**WHAT THE EXERCISE ASKS:** Change every "a pathologist" in the rows below to "an analyst", and leave all other text unchanged.

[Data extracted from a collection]
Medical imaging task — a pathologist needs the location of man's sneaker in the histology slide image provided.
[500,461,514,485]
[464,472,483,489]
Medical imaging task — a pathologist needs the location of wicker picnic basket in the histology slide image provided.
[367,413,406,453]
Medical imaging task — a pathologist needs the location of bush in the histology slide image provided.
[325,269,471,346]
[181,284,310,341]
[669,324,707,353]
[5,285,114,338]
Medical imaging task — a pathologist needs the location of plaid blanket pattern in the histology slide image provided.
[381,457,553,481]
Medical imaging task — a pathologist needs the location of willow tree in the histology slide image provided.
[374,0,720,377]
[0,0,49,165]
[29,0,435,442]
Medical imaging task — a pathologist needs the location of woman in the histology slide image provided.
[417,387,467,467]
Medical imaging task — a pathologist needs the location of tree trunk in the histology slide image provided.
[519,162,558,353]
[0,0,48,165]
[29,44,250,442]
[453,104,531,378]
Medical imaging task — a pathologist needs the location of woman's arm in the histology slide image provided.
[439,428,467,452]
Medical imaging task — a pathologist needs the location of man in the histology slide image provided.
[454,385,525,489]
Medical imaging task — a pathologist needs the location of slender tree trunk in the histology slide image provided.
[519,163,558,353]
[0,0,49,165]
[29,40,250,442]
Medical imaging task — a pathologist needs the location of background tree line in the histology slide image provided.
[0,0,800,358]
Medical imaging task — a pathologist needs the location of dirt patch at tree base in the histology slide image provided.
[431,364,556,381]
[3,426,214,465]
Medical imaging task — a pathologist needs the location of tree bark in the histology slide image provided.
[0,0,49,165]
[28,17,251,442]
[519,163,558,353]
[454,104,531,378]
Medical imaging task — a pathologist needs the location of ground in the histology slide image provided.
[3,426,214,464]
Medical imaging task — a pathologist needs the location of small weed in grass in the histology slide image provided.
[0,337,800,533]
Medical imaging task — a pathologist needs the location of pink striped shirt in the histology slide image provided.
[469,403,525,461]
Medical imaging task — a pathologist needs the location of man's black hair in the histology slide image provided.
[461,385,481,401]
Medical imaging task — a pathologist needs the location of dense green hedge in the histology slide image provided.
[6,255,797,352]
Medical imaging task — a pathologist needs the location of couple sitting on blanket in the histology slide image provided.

**SOLVED PROBLEM:**
Medical imaging task — an analyst needs the location of man's sneaker in the histology slide image provided.
[500,461,514,485]
[464,472,483,489]
Medical imaging task — an analyst needs the location of wicker picnic basket in the histology slide image provided.
[367,413,406,453]
Medical imaging task — an analyst needs the location of bush in the histology slide image provided.
[325,269,471,346]
[181,284,310,341]
[669,324,707,353]
[5,285,114,338]
Medical imaging task — an analyst needs the location of plaid blanket pattern in the histology slide image provided.
[381,457,553,481]
Medical imaging task — an analyst needs the location of willow tree in the histology slide image provided.
[374,0,720,377]
[0,0,49,165]
[29,0,435,442]
Medical imaging task — an analyst needs the location of woman in the histology slide image provided.
[417,387,467,467]
Medical imaging task — an analyst needs the location of tree trunk in the histology slide image provided.
[519,162,558,353]
[0,0,48,165]
[29,44,250,442]
[453,104,531,378]
Medical imaging task — an analyst needs the location of woman's arm in the histology slide image provided.
[439,428,467,452]
Medical imaging task — an analyst needs the location of man in the histology slide image provided.
[454,385,525,489]
Medical imaging task — an analyst needs the location of slender tree trunk in the histology slide image provided.
[519,163,558,353]
[0,0,49,165]
[29,40,250,442]
Medical imaging task — an analyst needs the location of background tree line in the histology slide image provided.
[0,0,800,358]
Medical imaging task — an analyst needs the location of dirt patch at tree base in the histology slide image provided.
[431,364,556,381]
[3,426,214,465]
Medical imaging task — an analyst needs the location of tree bark in the histology slide image provided.
[0,0,49,165]
[28,17,251,442]
[519,163,558,353]
[454,104,531,378]
Medical imaging task — an analyst needs the location of ground in the histology slide image provided.
[3,426,214,464]
Medical imaging task — an analyst needs the location of small weed in grass in the histology slide image provided.
[0,337,800,533]
Medical imaging task — an analyst needs the location of pink striped shirt in the histology slide image provided.
[469,403,525,461]
Medical imaging task — an analyst needs the location of man's black hair in the histology slide image provided.
[461,385,481,401]
Medical imaging task — an analyst needs the location of dense green hedge in the histology slide image provided.
[6,255,797,352]
Medical imaging task — an analyst needs the location of couple sitting on blanket in the histology slide image provided.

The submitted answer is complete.